*** Opening of SOURCE DOCUMENT ***

Source: How to get to production faster with Claude Managed Agents (YouTube E9gaQHrw_rg), Jess Ann (PM, Managed Agents) + Lance Martin (devx team), Code with Claude London 2026 (May 21 2026). Transcript via local Whisper fallback.
The primitive-by-primitive companion to the London keynote platform layer. Jess and Lance walk through the mental model (Agent / Environment / Session / Events), the four event categories (User / Agent / Session / Span), two live demos (Pascal — single-session JIT grocery analytics; Boss Agent — outcomes-driven AGI-Pilled CEO dashboard with multi-agent + outer-loop refinement), and the practical on-ramps (the /cloud-API skill built into Claude Code; CLI for YAML configs and programmatic session capture; the Cookbook; the Quick Start interactive walkthrough). Reinforces the keynote framing: the bottleneck is no longer intelligence — it’s infrastructure. Pre-launch research showed 1 in 3 developers struggled with context management, ~50% cited infra as their #1 production blocker, and a majority were running agents with no formal observability.
Key Takeaways
- The AI exponential changes what we delegate. Old delegation pattern: a single component / debug a flaky test suite — minutes to an hour of focus work, heavy steering. New pattern: agents run overnight while you sleep — wake up to a closed linear backlog. Near-future: multi-agent coordinated teams running quarter-long workstreams (e.g., a full M&A pipeline end-to-end).
- As tasks evolve from prompts to hours-and-days of work, scaffolding alone is insufficient — you need a true agentic runtime. Jess + Lance position Managed Agents as exactly that runtime.
- Two production problems Managed Agents solves: reliability + security. Long-horizon agents have to be reliable across hours / weeks / days and secure (credentials, access boundaries, human-in-the-loop checkpoints).
- New interaction modes for long-horizon agents. Outcome-oriented tasks (specify a rubric instead of a turn-by-turn script). Start + resume (“the most human-like interaction pattern — nothing more human than procrastination”).
- Three crisis points from pre-launch research. (1) ~1/3 of devs struggled with context management — when context helps vs distracts. (2) ~50% cited credential management / security / access / human-in-the-loop as their #1 production blocker. (3) Majority were running agents without formal observability — “agents running off probabilistic outputs with no way to know if they’re doing something good.”
- Managed Agents = harness + foundational building blocks + observability. Tool permissioning, tool execution, automatic context management, checkpointing, retries — bundled. Rich console observability layered on top.
- Mental model — the four objects. Agent (model + prompt + tools + skills configuration) → Environment (networking, packages, code-write surface) → Session (an execution; carries resources like git repos + an Outcome rubric) → Events (the observability stream, four categories below).

*** Close of SOURCE DOCUMENT ***
*** Opening of SOURCE INFORMATION ***

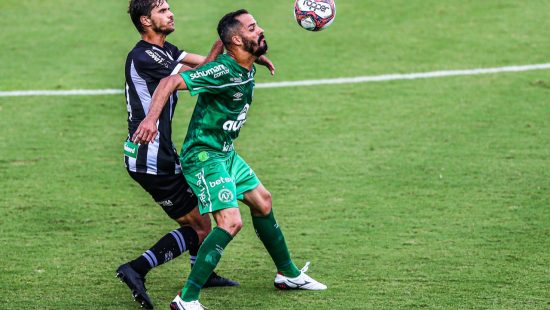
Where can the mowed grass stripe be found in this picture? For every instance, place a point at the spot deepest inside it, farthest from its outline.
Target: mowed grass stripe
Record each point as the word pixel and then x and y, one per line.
pixel 352 80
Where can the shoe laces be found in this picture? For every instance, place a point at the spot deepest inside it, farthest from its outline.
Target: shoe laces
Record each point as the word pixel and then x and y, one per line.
pixel 306 267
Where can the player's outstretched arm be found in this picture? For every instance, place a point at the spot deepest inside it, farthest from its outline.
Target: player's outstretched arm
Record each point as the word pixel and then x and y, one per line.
pixel 147 129
pixel 195 60
pixel 264 61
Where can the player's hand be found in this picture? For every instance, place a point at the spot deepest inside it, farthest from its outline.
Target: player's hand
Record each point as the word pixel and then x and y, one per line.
pixel 263 60
pixel 146 132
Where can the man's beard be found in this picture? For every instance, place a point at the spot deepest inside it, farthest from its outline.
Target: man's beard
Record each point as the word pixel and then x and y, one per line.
pixel 256 48
pixel 165 31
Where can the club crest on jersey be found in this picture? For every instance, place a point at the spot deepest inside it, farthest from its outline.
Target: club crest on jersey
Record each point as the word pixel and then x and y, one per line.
pixel 241 119
pixel 216 72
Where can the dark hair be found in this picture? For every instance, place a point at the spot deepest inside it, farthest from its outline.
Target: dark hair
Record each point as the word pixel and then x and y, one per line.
pixel 139 8
pixel 228 25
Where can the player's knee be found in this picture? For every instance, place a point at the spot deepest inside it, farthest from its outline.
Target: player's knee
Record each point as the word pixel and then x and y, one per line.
pixel 232 225
pixel 265 203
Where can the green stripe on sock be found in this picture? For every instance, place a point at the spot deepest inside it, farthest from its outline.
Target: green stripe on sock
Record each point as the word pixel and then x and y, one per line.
pixel 272 237
pixel 208 257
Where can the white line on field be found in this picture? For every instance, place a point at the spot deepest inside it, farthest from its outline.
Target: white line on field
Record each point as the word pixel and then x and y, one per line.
pixel 353 80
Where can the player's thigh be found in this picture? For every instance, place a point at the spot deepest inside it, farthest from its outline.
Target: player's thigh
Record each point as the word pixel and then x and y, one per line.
pixel 214 187
pixel 171 192
pixel 245 178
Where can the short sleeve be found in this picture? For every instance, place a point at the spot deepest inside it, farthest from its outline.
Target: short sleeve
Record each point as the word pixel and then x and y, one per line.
pixel 156 63
pixel 209 78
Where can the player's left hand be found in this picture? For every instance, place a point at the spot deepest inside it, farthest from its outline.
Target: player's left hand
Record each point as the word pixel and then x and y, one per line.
pixel 146 131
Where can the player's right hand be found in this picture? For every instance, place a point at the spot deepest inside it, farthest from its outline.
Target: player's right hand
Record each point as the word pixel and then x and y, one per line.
pixel 146 132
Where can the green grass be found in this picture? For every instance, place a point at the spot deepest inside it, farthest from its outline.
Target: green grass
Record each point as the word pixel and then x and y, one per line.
pixel 406 194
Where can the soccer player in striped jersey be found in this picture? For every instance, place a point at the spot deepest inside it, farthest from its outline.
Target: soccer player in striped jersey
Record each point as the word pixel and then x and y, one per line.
pixel 156 166
pixel 216 173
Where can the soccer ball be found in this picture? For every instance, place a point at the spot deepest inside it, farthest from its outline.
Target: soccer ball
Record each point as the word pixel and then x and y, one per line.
pixel 314 15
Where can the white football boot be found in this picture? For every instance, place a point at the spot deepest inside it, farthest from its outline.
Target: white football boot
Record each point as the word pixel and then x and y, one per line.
pixel 179 304
pixel 303 282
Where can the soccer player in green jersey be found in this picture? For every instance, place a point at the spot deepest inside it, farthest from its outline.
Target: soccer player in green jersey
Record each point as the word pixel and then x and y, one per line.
pixel 216 173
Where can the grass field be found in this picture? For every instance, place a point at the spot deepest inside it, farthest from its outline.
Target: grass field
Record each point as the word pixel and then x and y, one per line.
pixel 430 193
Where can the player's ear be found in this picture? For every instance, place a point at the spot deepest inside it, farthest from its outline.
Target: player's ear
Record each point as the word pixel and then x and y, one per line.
pixel 237 40
pixel 145 21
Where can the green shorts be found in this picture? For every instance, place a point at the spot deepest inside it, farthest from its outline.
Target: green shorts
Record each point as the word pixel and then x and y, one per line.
pixel 218 184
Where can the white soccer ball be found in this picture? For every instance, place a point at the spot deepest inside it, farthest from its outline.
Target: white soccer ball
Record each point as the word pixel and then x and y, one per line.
pixel 314 15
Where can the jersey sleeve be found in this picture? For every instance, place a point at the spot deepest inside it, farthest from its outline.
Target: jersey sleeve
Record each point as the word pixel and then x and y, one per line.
pixel 156 64
pixel 209 78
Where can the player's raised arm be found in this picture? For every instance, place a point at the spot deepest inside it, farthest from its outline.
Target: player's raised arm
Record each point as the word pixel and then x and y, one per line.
pixel 264 61
pixel 147 129
pixel 195 60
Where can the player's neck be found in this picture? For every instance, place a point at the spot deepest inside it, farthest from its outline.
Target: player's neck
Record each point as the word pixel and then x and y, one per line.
pixel 154 38
pixel 244 59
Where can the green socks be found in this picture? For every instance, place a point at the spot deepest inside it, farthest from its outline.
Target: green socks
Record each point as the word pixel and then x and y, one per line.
pixel 272 237
pixel 208 257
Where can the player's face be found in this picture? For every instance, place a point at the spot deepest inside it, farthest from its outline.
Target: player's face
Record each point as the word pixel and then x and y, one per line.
pixel 253 36
pixel 162 19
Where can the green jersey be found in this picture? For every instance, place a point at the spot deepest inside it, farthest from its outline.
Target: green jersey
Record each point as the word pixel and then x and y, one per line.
pixel 225 92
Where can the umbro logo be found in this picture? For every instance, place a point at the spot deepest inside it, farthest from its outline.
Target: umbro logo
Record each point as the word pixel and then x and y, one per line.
pixel 298 285
pixel 238 96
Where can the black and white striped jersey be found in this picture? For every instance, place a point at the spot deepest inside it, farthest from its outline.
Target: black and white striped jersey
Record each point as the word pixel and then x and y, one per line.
pixel 146 65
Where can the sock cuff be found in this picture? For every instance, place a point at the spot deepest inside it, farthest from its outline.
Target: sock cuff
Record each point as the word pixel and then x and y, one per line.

*** Close of SOURCE INFORMATION ***

> INSTRUCTIONS:
1) Answer these from the Managed Agents notes:
(a) What share of developers struggled with context management in the pre-launch research?
(b) Which two production problems do the notes say Managed Agents solves?
(c) What configuration makes up an Agent in the mental model?
2) Please reproduce the Managed Agents notes word for word, everything from "The primitive-by-primitive companion" down to "no formal observability.".

> SOLUTIONS TO THE EXERCISE:
1)
(a) About 1 in 3 developers.
(b) Reliability and security.
(c) Model + prompt + tools + skills configuration.

2)
The primitive-by-primitive companion to the London keynote platform layer. Jess and Lance walk through the mental model (Agent / Environment / Session / Events), the four event categories (User / Agent / Session / Span), two live demos (Pascal — single-session JIT grocery analytics; Boss Agent — outcomes-driven AGI-Pilled CEO dashboard with multi-agent + outer-loop refinement), and the practical on-ramps (the /cloud-API skill built into Claude Code; CLI for YAML configs and programmatic session capture; the Cookbook; the Quick Start interactive walkthrough). Reinforces the keynote framing: the bottleneck is no longer intelligence — it’s infrastructure. Pre-launch research showed 1 in 3 developers struggled with context management, ~50% cited infra as their #1 production blocker, and a majority were running agents with no formal observability.